# Stated task A
Extract each line of the records that contains the string "woman".

# Extract provided
___
The artist designed «Ouroboros» especially for the water reservoir: It is a double-walled ball made of plexiglas, in which a train circles endlessly, thereby constantly following but unable to pass itself, all the while trying to close the gap between itself the locomotive and itself the freight wagons by means of a short circuit. Boris Petrovsky describes his work as a paradoxical feedback loop. «The bobbling bubble refers to the topsy-turvy world between euphoria and depression, obsession with security and willingness to risk, between hubris and desperation, between desired and actual value, the last niche and speculation regarding the niche. The center is empty – a hollow bubble or inner space. Material is moved; air is displaced and vibrates while energy is consumed. All that remains is a playful ‘circuit’, in which the train consumes itself with its gyrating loops, thereby producing a fine, golden powder, which eventually dusts the space between the railroad ties while the shadow of the ball and its train cast fresco-like streaks on the adjacent wall. The light emitted by the cubic micro-video project is that of a moving image from the inner container of a train. The noise of the train, which resembles the sound of rustling water as the train approaches the reservoir, appears metaphorically to be the rustling of data and merchandise flow.» (Petrovsky) But as with a centrifuge, which functions according to the principle of inertia utilization, the process of separation will take place. After all, the here and now seems to be determined to move forward into the future, strangely enough, even before the present, as Petrovsky explains. This can, of course, be seen as an antithesis to a linear notion of time, as a «self-primer» within a cyclical concept of time.
___
# Stated task B
Answer these questions from the Ouroboros passage:
(i) What material is the double-walled ball made of?
(ii) What does the train produce as it consumes itself with its gyrating loops?
(iii) What does the noise of the train resemble as it approaches the reservoir?
___
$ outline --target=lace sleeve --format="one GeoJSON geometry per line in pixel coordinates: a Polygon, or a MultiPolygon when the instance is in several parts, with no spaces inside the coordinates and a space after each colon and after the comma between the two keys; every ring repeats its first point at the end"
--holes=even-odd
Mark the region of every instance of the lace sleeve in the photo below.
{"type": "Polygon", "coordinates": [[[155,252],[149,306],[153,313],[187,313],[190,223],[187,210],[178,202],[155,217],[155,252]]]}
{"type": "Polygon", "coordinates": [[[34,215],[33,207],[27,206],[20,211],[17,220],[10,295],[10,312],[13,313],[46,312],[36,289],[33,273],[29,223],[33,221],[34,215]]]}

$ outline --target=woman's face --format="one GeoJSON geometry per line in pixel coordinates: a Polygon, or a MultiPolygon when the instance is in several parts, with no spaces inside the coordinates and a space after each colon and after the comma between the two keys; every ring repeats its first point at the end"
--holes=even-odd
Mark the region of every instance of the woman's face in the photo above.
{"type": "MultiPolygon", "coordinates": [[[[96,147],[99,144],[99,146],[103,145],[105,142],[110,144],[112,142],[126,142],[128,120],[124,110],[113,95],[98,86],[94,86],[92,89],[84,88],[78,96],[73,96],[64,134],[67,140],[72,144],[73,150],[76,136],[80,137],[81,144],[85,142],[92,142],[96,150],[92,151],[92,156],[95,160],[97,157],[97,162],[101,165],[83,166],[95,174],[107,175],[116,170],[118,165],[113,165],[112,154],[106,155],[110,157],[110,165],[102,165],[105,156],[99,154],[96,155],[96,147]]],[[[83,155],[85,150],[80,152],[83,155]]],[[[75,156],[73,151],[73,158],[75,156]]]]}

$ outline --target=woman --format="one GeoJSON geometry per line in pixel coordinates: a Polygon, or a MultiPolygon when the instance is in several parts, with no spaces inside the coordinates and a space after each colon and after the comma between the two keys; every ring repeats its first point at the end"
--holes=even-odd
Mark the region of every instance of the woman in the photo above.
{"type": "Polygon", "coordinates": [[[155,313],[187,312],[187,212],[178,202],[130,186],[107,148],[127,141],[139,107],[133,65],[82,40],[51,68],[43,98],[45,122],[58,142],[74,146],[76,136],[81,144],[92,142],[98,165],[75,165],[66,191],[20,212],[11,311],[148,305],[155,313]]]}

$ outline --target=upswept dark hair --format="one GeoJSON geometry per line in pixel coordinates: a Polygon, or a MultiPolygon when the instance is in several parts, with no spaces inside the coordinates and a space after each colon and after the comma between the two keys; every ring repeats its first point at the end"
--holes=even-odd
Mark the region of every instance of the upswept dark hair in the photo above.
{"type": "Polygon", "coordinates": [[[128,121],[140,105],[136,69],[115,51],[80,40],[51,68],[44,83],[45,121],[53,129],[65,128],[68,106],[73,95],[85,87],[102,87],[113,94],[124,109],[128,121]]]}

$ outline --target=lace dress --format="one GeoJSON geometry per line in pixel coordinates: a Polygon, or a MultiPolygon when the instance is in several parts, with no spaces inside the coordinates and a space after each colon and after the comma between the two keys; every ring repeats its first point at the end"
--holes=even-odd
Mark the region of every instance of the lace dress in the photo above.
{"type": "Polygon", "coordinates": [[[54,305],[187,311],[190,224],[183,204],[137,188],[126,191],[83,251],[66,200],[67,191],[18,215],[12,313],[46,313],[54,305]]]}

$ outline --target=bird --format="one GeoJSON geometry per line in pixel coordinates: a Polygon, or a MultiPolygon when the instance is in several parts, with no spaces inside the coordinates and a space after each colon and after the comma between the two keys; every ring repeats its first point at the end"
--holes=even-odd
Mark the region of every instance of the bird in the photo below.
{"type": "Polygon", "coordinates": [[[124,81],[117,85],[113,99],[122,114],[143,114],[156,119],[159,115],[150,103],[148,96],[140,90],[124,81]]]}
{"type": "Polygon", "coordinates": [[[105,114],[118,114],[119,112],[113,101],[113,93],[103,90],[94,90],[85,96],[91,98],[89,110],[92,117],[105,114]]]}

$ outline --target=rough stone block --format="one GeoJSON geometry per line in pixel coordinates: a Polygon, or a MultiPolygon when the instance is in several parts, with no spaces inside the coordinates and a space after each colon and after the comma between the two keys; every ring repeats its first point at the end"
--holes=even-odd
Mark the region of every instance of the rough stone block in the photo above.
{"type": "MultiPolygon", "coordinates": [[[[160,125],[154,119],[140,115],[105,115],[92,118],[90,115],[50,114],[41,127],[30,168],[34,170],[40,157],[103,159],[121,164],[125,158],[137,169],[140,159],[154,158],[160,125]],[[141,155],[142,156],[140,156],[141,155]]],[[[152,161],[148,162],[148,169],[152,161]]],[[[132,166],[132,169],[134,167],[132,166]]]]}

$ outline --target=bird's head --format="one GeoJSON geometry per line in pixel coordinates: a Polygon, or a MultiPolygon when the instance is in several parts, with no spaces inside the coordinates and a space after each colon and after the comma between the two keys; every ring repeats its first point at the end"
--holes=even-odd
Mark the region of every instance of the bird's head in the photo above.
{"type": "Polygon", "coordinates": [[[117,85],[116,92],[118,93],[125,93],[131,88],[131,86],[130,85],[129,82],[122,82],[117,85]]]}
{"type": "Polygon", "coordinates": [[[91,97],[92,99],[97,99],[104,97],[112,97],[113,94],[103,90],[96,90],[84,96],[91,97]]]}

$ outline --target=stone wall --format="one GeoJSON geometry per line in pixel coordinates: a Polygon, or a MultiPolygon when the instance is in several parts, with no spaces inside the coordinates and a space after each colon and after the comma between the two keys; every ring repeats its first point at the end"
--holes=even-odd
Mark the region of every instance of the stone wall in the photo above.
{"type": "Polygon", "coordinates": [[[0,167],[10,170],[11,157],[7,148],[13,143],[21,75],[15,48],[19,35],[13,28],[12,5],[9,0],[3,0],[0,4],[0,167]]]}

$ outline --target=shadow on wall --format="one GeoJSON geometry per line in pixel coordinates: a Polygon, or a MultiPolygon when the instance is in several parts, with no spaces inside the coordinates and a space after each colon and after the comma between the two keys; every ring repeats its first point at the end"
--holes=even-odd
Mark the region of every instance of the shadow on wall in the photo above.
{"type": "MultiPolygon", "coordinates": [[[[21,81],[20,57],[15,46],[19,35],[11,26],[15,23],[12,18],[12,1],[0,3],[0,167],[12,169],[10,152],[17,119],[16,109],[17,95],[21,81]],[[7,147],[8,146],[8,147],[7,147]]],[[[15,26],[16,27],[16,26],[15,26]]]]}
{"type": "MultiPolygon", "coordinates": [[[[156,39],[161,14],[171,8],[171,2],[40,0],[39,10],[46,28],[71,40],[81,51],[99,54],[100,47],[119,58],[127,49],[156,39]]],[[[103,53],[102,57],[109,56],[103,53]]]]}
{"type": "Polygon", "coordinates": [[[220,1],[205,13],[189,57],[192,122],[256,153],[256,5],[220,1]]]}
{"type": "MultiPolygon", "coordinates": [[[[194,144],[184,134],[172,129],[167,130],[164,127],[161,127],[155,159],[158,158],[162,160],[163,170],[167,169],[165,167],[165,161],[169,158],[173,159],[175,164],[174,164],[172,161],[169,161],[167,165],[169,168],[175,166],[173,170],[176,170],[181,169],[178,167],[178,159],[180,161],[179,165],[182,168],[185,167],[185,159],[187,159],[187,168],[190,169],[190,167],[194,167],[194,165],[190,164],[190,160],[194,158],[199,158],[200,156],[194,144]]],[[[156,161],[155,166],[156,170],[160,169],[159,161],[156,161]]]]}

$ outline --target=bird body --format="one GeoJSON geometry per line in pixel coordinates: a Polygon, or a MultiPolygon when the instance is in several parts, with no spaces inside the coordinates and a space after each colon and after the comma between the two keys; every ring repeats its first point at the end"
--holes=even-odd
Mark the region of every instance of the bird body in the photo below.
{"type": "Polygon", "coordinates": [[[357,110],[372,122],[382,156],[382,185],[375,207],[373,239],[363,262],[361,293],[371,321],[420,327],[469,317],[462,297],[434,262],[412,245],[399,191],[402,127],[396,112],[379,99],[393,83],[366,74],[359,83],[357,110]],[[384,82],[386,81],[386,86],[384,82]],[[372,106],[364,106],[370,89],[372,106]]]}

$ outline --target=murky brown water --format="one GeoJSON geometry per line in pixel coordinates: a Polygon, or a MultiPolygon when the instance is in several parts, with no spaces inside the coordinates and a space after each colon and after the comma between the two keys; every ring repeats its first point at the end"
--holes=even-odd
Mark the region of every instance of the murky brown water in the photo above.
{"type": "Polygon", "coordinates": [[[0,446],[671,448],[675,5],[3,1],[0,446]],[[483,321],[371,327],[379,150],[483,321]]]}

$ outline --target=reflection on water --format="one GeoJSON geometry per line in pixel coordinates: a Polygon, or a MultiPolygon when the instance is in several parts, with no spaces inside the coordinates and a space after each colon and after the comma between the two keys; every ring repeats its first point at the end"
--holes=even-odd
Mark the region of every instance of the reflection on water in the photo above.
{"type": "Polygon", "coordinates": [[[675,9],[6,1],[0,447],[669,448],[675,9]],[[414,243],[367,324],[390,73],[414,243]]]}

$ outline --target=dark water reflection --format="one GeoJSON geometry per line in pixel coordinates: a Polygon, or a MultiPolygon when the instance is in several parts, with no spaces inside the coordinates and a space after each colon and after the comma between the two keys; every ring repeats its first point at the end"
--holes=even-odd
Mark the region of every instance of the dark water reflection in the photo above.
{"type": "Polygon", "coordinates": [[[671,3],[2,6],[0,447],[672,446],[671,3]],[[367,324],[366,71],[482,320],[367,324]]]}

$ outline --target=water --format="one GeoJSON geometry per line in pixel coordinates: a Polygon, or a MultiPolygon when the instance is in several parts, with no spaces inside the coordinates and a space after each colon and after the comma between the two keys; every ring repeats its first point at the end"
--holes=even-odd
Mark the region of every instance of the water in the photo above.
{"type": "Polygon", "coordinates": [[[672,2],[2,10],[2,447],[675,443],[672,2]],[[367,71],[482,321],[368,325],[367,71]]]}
___
# Full solution A
$ outline --target=woman's face --format="one GeoJSON geometry per line in pixel coordinates: a Polygon, or a MultiPolygon when the instance is in several parts, with no spaces inside the coordinates and a space after each colon and after the comma between the two keys; every ring repeats its first point at the end"
Mark the region of every instance of the woman's face in the photo above.
$ outline --target=woman --format="one GeoJSON geometry per line in pixel coordinates: a Polygon, or a MultiPolygon when the instance is in several parts, with no spaces inside the coordinates and a space after each colon and after the comma between the two keys; every ring repeats its first point at the end"
Mark the region of every instance of the woman in the photo above.

# Full solution B
(i) Plexiglas.
(ii) A fine, golden powder.
(iii) The sound of rustling water.